_Excerpted records_:
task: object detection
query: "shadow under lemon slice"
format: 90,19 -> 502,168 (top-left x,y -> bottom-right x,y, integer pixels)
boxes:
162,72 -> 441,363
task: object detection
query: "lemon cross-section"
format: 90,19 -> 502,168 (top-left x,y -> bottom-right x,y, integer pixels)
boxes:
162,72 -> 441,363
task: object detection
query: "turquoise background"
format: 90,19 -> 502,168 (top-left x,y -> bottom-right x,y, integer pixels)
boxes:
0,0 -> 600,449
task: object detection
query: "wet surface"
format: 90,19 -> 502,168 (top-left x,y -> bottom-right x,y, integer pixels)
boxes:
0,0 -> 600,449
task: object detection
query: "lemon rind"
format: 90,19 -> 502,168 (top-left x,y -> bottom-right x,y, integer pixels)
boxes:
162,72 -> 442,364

==

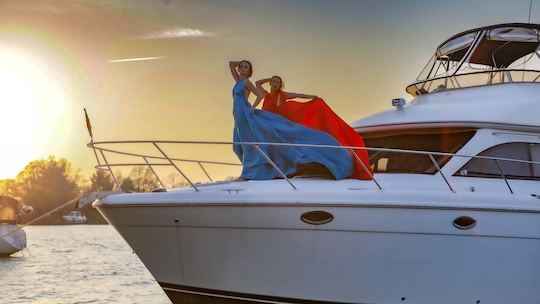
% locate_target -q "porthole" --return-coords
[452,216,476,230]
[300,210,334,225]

--

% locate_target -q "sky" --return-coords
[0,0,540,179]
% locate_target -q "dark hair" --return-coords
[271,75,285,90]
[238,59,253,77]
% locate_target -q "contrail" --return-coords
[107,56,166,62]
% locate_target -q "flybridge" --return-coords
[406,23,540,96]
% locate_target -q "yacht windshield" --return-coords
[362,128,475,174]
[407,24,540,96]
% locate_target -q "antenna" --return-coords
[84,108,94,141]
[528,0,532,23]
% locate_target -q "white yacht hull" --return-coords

_The problem_:
Please gather every line of the listing above that contains the string "coords" and copy each one in full. Case counts.

_The completed task_:
% locate_target -q "porthole" --return-coords
% locate_target -q "sky" --return-coords
% locate_target -q "dark hair" --return-coords
% locate_target -q "contrail" --return-coords
% locate_target -q "flybridge" --return-coords
% locate_target -q "yacht windshield" --return-coords
% locate_target -q "antenna" --return-coords
% locate_target -q "white yacht hull" --return-coords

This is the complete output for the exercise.